§ What you should do:
Switch "photograph" to "image" everywhere in the listing below, and write the listing out again with no other change. Leave the pictures out of your copy.

§ Data section:

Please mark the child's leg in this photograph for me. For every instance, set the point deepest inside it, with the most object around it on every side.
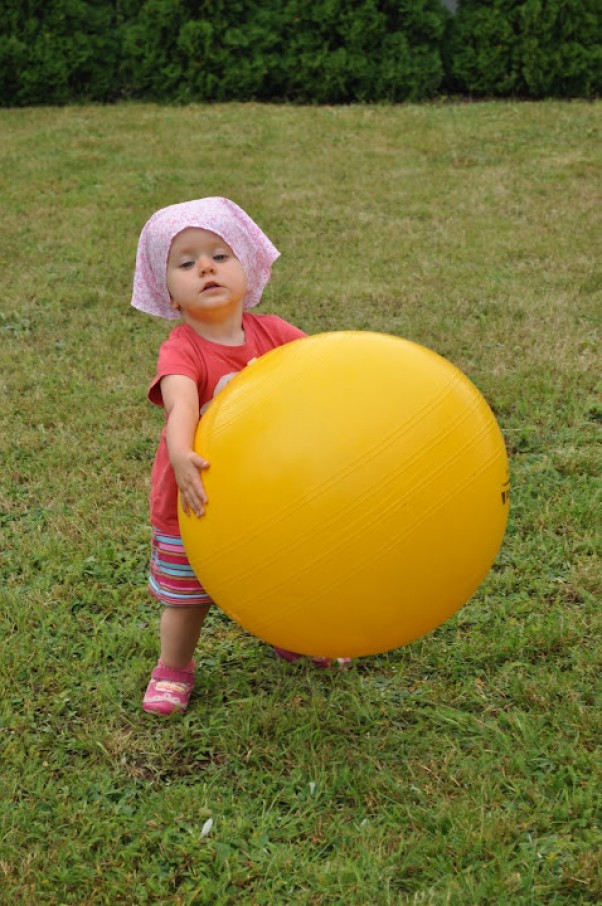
(180, 631)
(172, 680)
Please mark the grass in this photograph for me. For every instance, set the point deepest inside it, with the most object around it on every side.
(462, 769)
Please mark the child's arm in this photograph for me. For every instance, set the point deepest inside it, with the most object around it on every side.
(181, 401)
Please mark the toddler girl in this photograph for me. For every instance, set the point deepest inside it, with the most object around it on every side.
(206, 263)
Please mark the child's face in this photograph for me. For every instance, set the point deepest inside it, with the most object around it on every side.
(204, 277)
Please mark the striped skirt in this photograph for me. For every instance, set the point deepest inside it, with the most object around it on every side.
(171, 579)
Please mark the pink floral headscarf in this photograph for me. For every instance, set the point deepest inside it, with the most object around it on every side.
(219, 215)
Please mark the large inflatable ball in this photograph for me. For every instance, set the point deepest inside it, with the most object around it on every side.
(358, 494)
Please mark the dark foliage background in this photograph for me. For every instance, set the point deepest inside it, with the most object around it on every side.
(322, 51)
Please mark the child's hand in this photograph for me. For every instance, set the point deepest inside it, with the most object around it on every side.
(192, 492)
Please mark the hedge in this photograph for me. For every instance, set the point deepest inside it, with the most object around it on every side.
(310, 51)
(529, 48)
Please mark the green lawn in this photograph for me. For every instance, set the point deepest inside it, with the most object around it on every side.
(462, 769)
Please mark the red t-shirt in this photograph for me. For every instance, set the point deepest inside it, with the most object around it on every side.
(211, 366)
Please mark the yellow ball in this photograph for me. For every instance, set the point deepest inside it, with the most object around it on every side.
(358, 494)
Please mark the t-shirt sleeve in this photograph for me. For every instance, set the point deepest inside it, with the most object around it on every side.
(176, 356)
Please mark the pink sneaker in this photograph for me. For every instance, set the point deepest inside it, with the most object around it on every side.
(322, 663)
(168, 691)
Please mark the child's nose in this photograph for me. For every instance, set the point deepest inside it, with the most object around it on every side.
(205, 263)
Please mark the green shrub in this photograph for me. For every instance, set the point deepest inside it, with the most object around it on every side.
(57, 52)
(561, 48)
(530, 48)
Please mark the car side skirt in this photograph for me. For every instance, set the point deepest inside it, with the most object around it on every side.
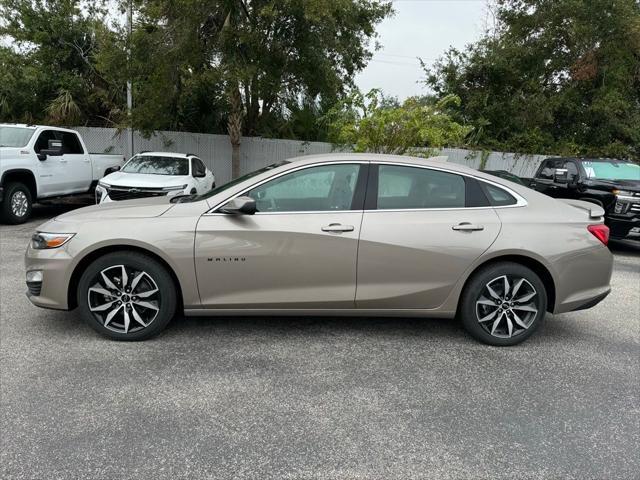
(343, 312)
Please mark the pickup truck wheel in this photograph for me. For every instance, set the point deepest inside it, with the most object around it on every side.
(127, 296)
(17, 203)
(503, 304)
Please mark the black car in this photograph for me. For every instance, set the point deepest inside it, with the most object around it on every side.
(612, 184)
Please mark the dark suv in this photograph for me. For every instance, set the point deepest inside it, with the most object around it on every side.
(612, 184)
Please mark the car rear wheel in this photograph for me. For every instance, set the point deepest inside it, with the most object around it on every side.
(503, 304)
(127, 296)
(17, 203)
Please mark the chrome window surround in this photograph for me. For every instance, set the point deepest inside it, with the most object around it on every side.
(520, 201)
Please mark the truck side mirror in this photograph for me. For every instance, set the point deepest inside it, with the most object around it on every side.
(54, 150)
(561, 175)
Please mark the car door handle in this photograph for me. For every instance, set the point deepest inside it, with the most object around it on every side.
(337, 227)
(467, 227)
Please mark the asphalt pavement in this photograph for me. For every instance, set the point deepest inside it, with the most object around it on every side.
(352, 398)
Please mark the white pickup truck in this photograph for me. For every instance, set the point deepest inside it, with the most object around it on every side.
(39, 162)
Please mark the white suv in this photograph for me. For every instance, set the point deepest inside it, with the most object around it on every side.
(155, 174)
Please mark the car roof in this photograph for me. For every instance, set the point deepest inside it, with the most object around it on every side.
(435, 161)
(34, 127)
(166, 154)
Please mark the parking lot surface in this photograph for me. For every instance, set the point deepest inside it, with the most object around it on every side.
(318, 397)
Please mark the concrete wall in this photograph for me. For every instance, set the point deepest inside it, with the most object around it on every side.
(215, 151)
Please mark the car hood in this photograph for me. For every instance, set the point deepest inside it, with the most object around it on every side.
(144, 180)
(141, 208)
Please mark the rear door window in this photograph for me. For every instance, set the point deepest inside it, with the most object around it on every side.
(71, 144)
(321, 188)
(43, 140)
(401, 187)
(497, 196)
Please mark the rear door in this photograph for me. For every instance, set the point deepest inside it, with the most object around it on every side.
(298, 251)
(419, 234)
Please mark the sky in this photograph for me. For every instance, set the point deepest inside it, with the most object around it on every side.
(420, 28)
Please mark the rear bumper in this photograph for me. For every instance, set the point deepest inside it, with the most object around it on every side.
(593, 301)
(620, 226)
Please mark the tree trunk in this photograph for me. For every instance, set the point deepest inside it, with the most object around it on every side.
(235, 129)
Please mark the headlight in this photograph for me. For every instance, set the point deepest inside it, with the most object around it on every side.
(45, 241)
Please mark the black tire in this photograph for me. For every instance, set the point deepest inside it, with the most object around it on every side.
(515, 319)
(9, 214)
(152, 274)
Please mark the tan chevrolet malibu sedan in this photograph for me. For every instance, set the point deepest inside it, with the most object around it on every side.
(340, 234)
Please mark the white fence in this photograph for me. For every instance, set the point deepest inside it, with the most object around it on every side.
(215, 151)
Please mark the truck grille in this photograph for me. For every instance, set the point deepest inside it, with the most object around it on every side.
(34, 288)
(131, 193)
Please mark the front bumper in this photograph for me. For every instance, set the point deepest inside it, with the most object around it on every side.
(55, 265)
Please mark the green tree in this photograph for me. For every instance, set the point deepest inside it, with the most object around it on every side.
(556, 76)
(47, 71)
(255, 59)
(372, 123)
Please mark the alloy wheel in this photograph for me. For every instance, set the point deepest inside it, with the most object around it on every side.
(507, 306)
(123, 299)
(19, 203)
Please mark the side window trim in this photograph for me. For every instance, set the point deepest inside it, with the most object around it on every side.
(372, 191)
(361, 183)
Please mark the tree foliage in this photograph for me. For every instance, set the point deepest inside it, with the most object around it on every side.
(47, 71)
(69, 60)
(373, 123)
(557, 76)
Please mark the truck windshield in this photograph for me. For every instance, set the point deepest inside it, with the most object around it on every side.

§ Solution:
Please mark the child's leg in this image for me. For every instance, set the point deepest inside it, with the most object around it on every side.
(180, 631)
(172, 680)
Please mark the grass in this image for me. For every instance, set the point deepest inside it, with the most object around it on every side.
(462, 769)
Please mark the child's arm in this image for me. For every instance, set the point deepest inside it, with the most object around it on every side.
(181, 401)
Please mark the toddler girl in this image for me. For every instance, set the point deepest inside it, with the most object around it on every side.
(206, 263)
Please mark the child's face in this image for me. For every instance, set the point deepest inside it, with the most object around it on every side.
(204, 277)
Please mark the striped skirt in this image for me. For every instance, set the point deepest inside it, with the most object around it on every side.
(171, 579)
Please mark the pink floral headscarf in this image for me. For every instance, set the point deepest inside it, with the most object around it on every side.
(219, 215)
Please mark the large inflatable ball in this image for me. For every instance, set the point deepest inside it, with the most object around it on every side.
(358, 494)
Please mark the dark foliage background in this image for me. For every instance, set the point deepest inside it, with the most object around it on every side.
(322, 51)
Please mark the child's hand in this image for me. For every instance, set the point deepest inside it, with the most object around it on every side.
(192, 492)
Please mark the hedge in this image for me. For every instance, set the point deepest inside it, with the most object around it on every side.
(310, 51)
(529, 48)
Please mark the green lawn in this image for me. For every instance, set the point deepest inside it, with the most object around it on every side.
(462, 769)
Please mark the red t-shirt in this image for me. For every instance, set the point deepest inside it, with the most object around it on every side.
(211, 366)
Please mark the yellow ball in this image for me. For every instance, set the point deepest inside it, with the most object around it on every side.
(358, 494)
Please mark the t-shirt sleeve in this image for me. For every instance, set the point deepest inside it, with the most object around it on every side.
(176, 356)
Please mark the pink sneaker in this image for me. For every instance, set the point deepest inside it, with the most object around it on every side.
(322, 663)
(168, 691)
Please mark the child's nose in this image for me. For every instance, set the point deepest inside it, with the most object around it on every side.
(205, 263)
Please mark the green shrub in this image for me. For every instance, set the point deepest inside it, with the most object around it on every side.
(57, 52)
(561, 48)
(530, 48)
Please mark the car side skirt in this image for me. For every instance, set the point deepest inside it, with the most object around it on every side.
(343, 312)
Please mark the pickup truck wheel in this image for me. For every instance, set the point deepest inside it, with the most object around it on every side.
(127, 296)
(17, 203)
(503, 304)
Please mark the black car in this image for me. For every instance, set the point deepest inside it, with the most object around it on every side.
(612, 184)
Please mark the dark suv in this image for me. For every instance, set the point deepest inside it, with the most object around it on every side.
(612, 184)
Please mark the car rear wheel in this image for me. For every instance, set the point deepest inside it, with the most object around it on every side.
(503, 304)
(127, 296)
(17, 203)
Please mark the chrome window surround in this image for me. For every instance, set the point deepest inside it, with the most object around it on every side.
(520, 201)
Please mark the truck side mirror in this image for me. For every instance, set the point deepest inside it, with the most object around it on every side.
(54, 150)
(561, 175)
Please mark the car door handle in this image for me. For every instance, set the point deepest inside it, with the most object around it on every side.
(337, 227)
(467, 227)
Please mark the asphalt pavement in this image for me. For every instance, set the point deepest inside it, with the most object around it on every side.
(352, 398)
Please mark the white pickup truck in this image for me. For every instance, set the point deepest inside it, with the most object around it on every side.
(39, 162)
Please mark the white suv in this image for me. For every instance, set the point deepest inside it, with the most object around it on every side.
(155, 174)
Please mark the car roof in this image for me. For every instance, set the point deepest inside it, with the most object around it on every side.
(435, 161)
(34, 127)
(166, 154)
Please mark the parking lot surface in this image for me. For every instance, set the point deepest inside it, with the most object around it on every side.
(318, 397)
Please mark the concrete wall in this image for me. For every instance, set the point deepest inside it, with the most object around it on every side.
(215, 151)
Please mark the car hood in this image for me. For every instance, set the point deepest inside it, with the most object around it on every side.
(144, 180)
(141, 208)
Please mark the rear door window in this image for me. For every instance, set the point deepest inside it, with the most object around it on every side.
(71, 144)
(321, 188)
(43, 140)
(401, 187)
(497, 196)
Please mark the rear door in this image for me. For every instance, set the point deepest inside it, with the most object around it on every side.
(298, 251)
(419, 234)
Please mark the sky in this image for me. For every instance, set the point deepest inside it, with the most object around it on every side.
(420, 28)
Please mark the rear bumper in this image for me. For every instance, set the point deepest inside it, with the most object around it on every side.
(593, 301)
(620, 226)
Please mark the tree trunk in this image for me. For every instance, set the point deepest inside it, with the most object around it on every side.
(235, 129)
Please mark the headlight in this image for me. For every instance, set the point deepest inside it, with the most object around it on every side.
(45, 241)
Please mark the black tire in this image for me. For every instance, set the point deepest inside it, with the most object around it on every side.
(515, 319)
(9, 214)
(152, 274)
Please mark the tan chevrolet malibu sedan in this image for me. For every instance, set the point deepest inside it, with the most object around it on every side.
(340, 234)
Please mark the white fence in this image for me. For every instance, set the point deepest inside it, with the most object around it on every side.
(215, 151)
Please mark the truck grille in this image for me. For every instance, set the point deepest inside it, with the most object around it on every side.
(34, 288)
(131, 193)
Please mark the front bumper in this image for me. For every instance, set the point deepest inside it, with the most object around it on every side.
(55, 265)
Please mark the green tree in this image for me. For every instance, set the point deepest inside it, with the most object around it on every side.
(556, 76)
(47, 71)
(255, 59)
(372, 123)
Please mark the alloy wheel in this image for me. For every instance, set the point deepest inside it, with the most object around it on every side.
(507, 306)
(123, 299)
(19, 203)
Please mark the side window trim in this image for me. For every instance, set the point deepest inside it, with the most object around it on every side.
(372, 191)
(361, 183)
Please mark the tree foliage in this image for me. For every instance, set the point deepest inside it, with the most object around it on every side.
(47, 71)
(69, 60)
(373, 123)
(557, 76)
Please mark the truck windshield in this image for me. For every instance, set the point deepest inside it, with the most object around it on every side.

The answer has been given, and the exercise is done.